> [WHAT YOU HAVE TO DO]: Return the passage of the article on the Anthropic copyright settlement from "A landmark settlement" to "AI training data?", copied word for word.

> [PAGE TEXT]:
A landmark settlement between Anthropic and US authors and publishers could set new ground rules for how AI companies use copyrighted books to train their models.
Anthropic has agreed to pay at least $1.5 billion to resolve a class action lawsuit accusing the company of "Napster-like" copyright infringement. According to a motion for preliminary approval filed in federal court in California on September 5, 2025, Anthropic was alleged to have used around 500,000 copyrighted books without permission.
The case focused on Anthropic's mass downloading and storage of books from pirate sites like Library Genesis (LibGen) and Pirate Library Mirror (PiLiMi). Plaintiffs claimed the company trained its AI models on hundreds of thousands of works obtained illegally.
What's the price of AI training data?
Under the settlement, Anthropic will pay at least $1.5 billion into a non-refundable fund, spread over four payments across two years. With about 500,000 works involved, that averages out to $3,000 per book. If more titles are added, Anthropic will pay another $3,000 for each one.
The agreement only covers past infringements through August 25, 2025, and specifically leaves out any claims related to AI-generated outputs, both past and future. Books not included in the final "Works List" are also excluded. Anthropic must delete all files sourced from LibGen and PiLiMi, along with any copies, within 30 days after the settlement is finalized or after any court-ordered retention ends.

> [INFORMATION GIVEN]:
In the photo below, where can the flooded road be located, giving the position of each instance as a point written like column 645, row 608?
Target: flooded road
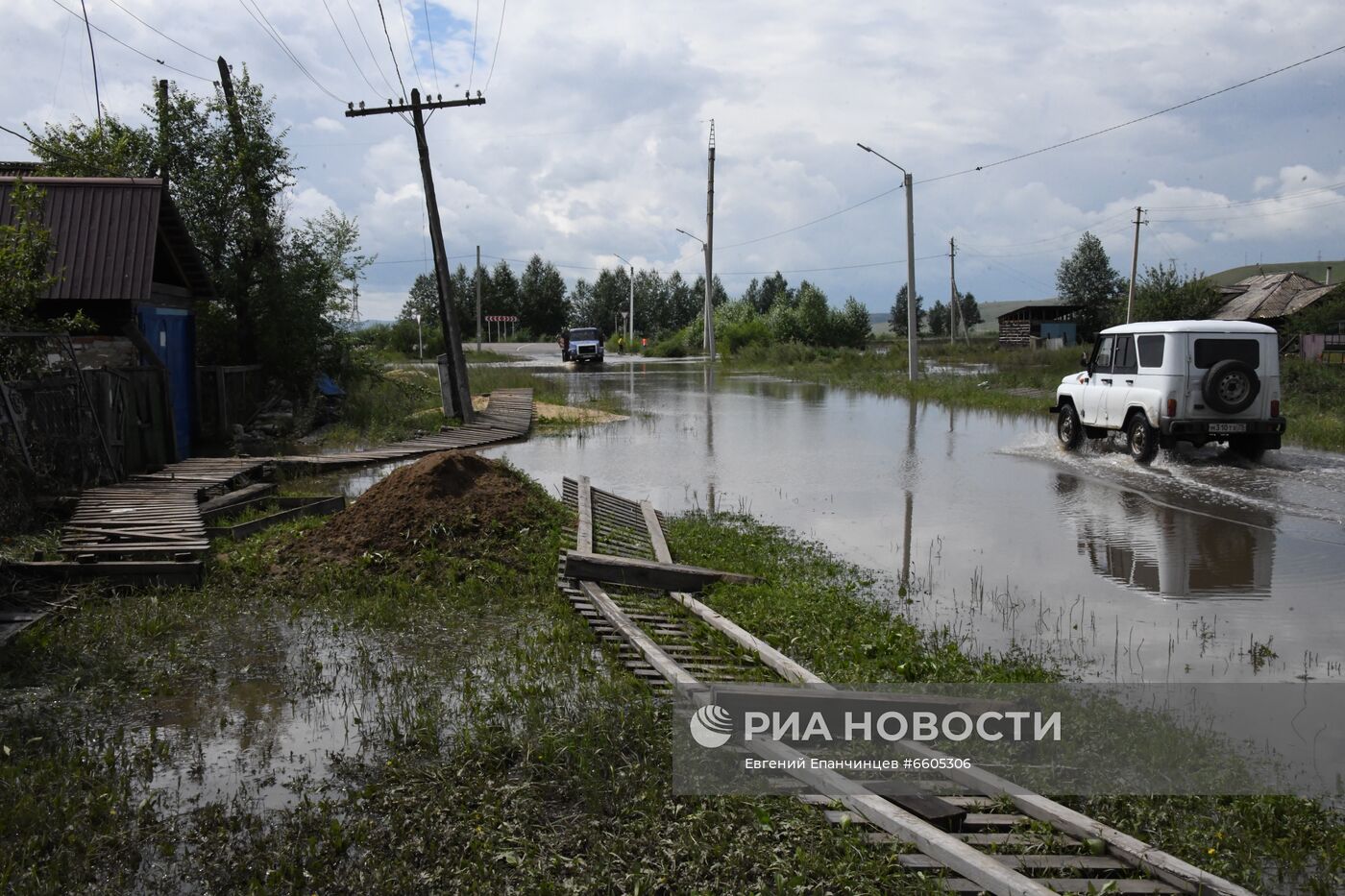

---

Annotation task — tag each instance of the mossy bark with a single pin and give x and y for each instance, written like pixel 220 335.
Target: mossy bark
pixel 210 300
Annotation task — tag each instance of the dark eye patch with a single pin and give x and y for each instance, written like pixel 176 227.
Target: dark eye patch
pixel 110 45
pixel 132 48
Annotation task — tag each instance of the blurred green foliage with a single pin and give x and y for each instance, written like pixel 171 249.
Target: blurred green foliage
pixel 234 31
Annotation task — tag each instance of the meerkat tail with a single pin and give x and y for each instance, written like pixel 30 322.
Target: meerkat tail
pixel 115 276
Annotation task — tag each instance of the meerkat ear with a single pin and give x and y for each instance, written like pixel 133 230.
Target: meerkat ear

> [TASK SOLUTION]:
A landmark settlement between Anthropic and US authors and publishers could set new ground rules for how AI companies use copyrighted books to train their models.
Anthropic has agreed to pay at least $1.5 billion to resolve a class action lawsuit accusing the company of "Napster-like" copyright infringement. According to a motion for preliminary approval filed in federal court in California on September 5, 2025, Anthropic was alleged to have used around 500,000 copyrighted books without permission.
The case focused on Anthropic's mass downloading and storage of books from pirate sites like Library Genesis (LibGen) and Pirate Library Mirror (PiLiMi). Plaintiffs claimed the company trained its AI models on hundreds of thousands of works obtained illegally.
What's the price of AI training data?